→ **GIVEN REQUEST**
Reproduce the data below, substituting "module" for every occurrence of "component" and leaving all other text unchanged.

-- start of PROVIDED DATA --

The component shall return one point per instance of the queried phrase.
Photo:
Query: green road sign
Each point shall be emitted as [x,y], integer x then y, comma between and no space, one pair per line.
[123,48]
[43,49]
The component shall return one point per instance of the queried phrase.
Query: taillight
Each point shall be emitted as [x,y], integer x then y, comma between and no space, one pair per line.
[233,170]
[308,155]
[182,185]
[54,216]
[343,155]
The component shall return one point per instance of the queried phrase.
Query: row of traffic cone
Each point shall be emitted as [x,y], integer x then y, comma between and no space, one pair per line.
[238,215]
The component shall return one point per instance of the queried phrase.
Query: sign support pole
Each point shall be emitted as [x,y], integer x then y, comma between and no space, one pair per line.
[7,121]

-- end of PROVIDED DATA --

→ **SOLUTION TO THIS TASK**
The module shall return one point per instance of the queried phrase.
Photo:
Query: green road sign
Each point shall be emitted as [x,y], integer x then y, comma between and no space, one pair per line.
[123,48]
[43,49]
The module shall return one point per instance of the queried phrase.
Query: taillight
Each point shall be emitted as [x,y], integer x then y, comma between and no space, one pair per line.
[233,170]
[308,155]
[182,185]
[54,216]
[343,155]
The module shall return one point per instance of the queried phrase.
Query: row of traffic cone
Each point shall be emitted as [x,y], integer x then y, comma between and no space, one pair per line.
[238,215]
The module shall return one point per instance of the queried phrase.
Query: sign support pole
Each point shall be emitted as [x,y], integer x then y, comma between and no space, one pair per line.
[7,121]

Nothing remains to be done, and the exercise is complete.